* [Aim of the exercise] Please state what Chamath Palihapitiya calls intelligence's fall in cost, according to the essay below.

* [Passage to read]
■ ■ ■
A response · July 2026
After the descent, the only moat is memory
Chamath Palihapitiya says the price of intelligence is collapsing toward zero, and he's right. Here is the question he leaves for the rest of us: when everyone can rent the same mind, what's left to own?
文章以英文發佈。
Fifteen years after Marc Andreessen told us software would eat the world, Chamath Palihapitiya has named the sequel: intelligence is descending the same cost curve the smartphone rode from a $500 luxury to six billion pockets — except faster, because it compounds two discounts at once. Cheaper silicon, like every technology before it. And more efficient models, a second curve stacked on the first. He calls it the great descent. We think it's the most useful frame anyone has put on this moment.
He's right about the deeper thing, too. The internet made information abundant and left expertise exactly where it had always been — scarce, expensive, locked in the heads of trained people. What's falling toward zero now isn't access to facts. It's judgment: the reasoning of the analyst, the intuition of the clinician, the drafting of the lawyer. The oldest bottleneck in the economy is breaking.
But look carefully at what actually arrives at the bottom of the curve.
Brilliant, and amnesiac
The expertise you can rent today has a property no human expert ever had: it forgets you completely. Every conversation is its first day on the job. It will solve the same problem for you a thousand times and never once notice it has seen it before. It reasons like a veteran and remembers like a stranger.
That is not a small caveat. It's the difference between an expert and an encyclopedia of expertise. A consultant who forgot every prior engagement the moment it ended would not be a cheap consultant — they would be an expensive one, because you'd pay back in repetition everything you saved in salary. Rented intelligence answers questions. It does not accumulate.
The trap has a second floor
Chamath names the first trap precisely: if you consume the same off-the-shelf intelligence as your competitors, piped into the same generic workflows, you haven't built an edge — you've erased one. We'd add a second floor to that trap. Even careful, proprietary use of stateless intelligence doesn't compound. Prompts can be copied. Workflows converge on best practice. Fine-tuning is a snapshot that starts aging the day it ships.
What cannot be copied is what your systems have learned inside your operation — from your exceptions, your customers, your mistakes, your decisions and their outcomes. That learning is the edge he's describing: the tacit knowledge that today walks out the door in retiring heads. Encoding it isn't an act of writing it down once. It's building systems that keep learning it, every day, in production.
■ ■ ■
* [Data shown]

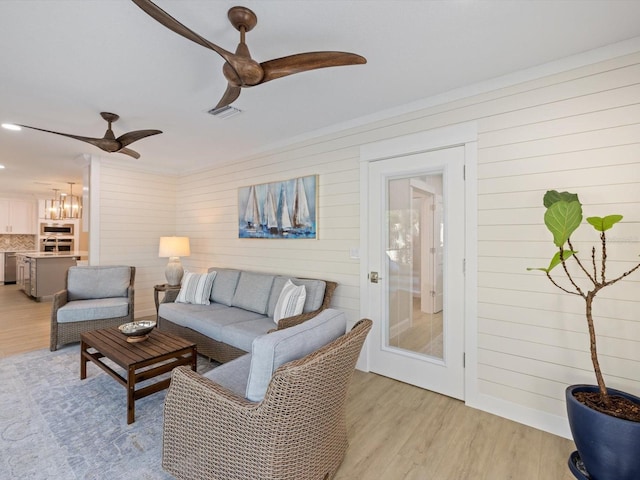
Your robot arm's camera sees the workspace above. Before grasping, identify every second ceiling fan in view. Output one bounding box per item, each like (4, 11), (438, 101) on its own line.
(132, 0), (367, 109)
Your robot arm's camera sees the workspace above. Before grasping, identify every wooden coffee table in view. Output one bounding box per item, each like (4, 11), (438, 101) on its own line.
(80, 327), (197, 424)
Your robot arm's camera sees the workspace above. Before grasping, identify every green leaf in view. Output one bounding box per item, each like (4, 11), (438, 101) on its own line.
(527, 250), (578, 273)
(587, 215), (622, 232)
(544, 200), (582, 247)
(543, 190), (580, 208)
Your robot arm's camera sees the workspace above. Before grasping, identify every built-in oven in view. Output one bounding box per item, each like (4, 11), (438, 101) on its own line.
(40, 222), (74, 237)
(40, 236), (75, 252)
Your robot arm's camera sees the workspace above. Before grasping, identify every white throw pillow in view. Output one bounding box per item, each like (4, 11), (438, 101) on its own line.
(176, 272), (216, 305)
(273, 280), (307, 323)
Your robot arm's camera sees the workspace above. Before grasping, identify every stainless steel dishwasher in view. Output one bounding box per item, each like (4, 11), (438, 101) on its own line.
(4, 252), (16, 285)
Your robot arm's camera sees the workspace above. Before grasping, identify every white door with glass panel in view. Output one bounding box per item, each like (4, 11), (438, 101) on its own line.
(367, 146), (465, 399)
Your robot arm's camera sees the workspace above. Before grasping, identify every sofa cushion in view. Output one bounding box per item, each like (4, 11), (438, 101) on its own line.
(202, 353), (251, 398)
(158, 303), (273, 342)
(57, 297), (129, 323)
(273, 280), (307, 323)
(67, 265), (131, 300)
(267, 275), (327, 317)
(176, 271), (216, 305)
(220, 314), (274, 352)
(209, 268), (240, 307)
(245, 309), (347, 402)
(231, 272), (275, 314)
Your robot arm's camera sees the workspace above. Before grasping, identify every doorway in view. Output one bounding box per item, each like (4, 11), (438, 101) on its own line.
■ ■ ■
* [Written solution] The great descent.